The exercise: Write each line exactly, from the line that holds "Where can the window be" through the final line of the material, and no other line.

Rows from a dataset
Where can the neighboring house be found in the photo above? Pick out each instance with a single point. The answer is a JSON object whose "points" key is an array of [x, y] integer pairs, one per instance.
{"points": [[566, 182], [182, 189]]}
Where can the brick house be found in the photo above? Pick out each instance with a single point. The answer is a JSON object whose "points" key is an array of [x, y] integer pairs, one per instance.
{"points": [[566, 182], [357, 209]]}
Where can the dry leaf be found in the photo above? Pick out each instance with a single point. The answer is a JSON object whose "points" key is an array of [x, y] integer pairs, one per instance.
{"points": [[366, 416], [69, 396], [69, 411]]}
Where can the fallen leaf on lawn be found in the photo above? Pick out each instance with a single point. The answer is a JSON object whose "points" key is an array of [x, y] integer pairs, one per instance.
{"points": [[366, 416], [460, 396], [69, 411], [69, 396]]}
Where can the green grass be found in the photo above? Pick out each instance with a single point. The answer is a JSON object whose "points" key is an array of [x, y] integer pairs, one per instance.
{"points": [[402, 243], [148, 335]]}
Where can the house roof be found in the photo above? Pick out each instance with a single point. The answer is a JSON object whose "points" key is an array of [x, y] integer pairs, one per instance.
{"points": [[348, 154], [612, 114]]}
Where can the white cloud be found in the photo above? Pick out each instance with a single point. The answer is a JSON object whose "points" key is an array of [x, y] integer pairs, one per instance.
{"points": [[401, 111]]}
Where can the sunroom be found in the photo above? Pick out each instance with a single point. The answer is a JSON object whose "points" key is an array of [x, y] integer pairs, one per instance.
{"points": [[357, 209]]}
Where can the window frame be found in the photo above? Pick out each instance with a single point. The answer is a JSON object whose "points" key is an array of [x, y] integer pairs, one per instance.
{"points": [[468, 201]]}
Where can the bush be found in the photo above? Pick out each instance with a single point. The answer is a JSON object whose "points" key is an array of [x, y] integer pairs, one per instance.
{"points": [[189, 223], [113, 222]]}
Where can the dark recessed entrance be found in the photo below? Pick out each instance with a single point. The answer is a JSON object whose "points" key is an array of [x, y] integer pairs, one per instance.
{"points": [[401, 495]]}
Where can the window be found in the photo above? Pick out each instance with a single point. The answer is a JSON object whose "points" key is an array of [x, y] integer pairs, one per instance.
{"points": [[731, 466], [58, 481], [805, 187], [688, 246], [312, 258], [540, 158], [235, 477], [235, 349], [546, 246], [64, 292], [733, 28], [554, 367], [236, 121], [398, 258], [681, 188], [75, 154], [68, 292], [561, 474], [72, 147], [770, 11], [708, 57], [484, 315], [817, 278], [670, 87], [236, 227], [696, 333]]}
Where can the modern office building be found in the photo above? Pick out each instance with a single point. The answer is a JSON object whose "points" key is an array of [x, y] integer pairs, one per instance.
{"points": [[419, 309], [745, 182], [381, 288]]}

Correct answer:
Where can the window be found in the photo above? Pick out each instance with a single point. The answer is a JSON object whose "points" key is an array of [x, y] integer pairs, one per instance.
{"points": [[731, 466], [58, 481], [805, 187], [688, 246], [312, 258], [540, 158], [235, 477], [235, 349], [546, 246], [64, 292], [733, 28], [554, 367], [236, 121], [398, 258], [681, 188], [75, 154], [68, 292], [561, 474], [72, 147], [770, 11], [708, 57], [484, 315], [817, 278], [670, 87], [236, 227], [696, 333]]}
Where can the modern office building be found in the photo above? Pick out each instance with a single point. The answer is a JSON object whose "points" key is an array of [x, y] integer pairs, one per instance.
{"points": [[419, 309], [745, 182], [381, 288]]}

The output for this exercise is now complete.